Records supplied:
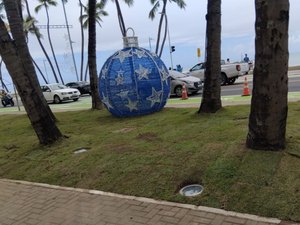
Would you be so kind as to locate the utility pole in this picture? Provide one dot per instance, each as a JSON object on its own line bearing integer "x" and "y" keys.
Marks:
{"x": 70, "y": 41}
{"x": 171, "y": 48}
{"x": 69, "y": 37}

Written task:
Omit every picture while copying the listing above exactly.

Exercise answer:
Would you be so kind as to locate the utility pole in this picture? Provide one dot per instance, each as a JSON object on its own line bearing integer "x" and "y" keys.
Marks:
{"x": 70, "y": 41}
{"x": 171, "y": 48}
{"x": 69, "y": 37}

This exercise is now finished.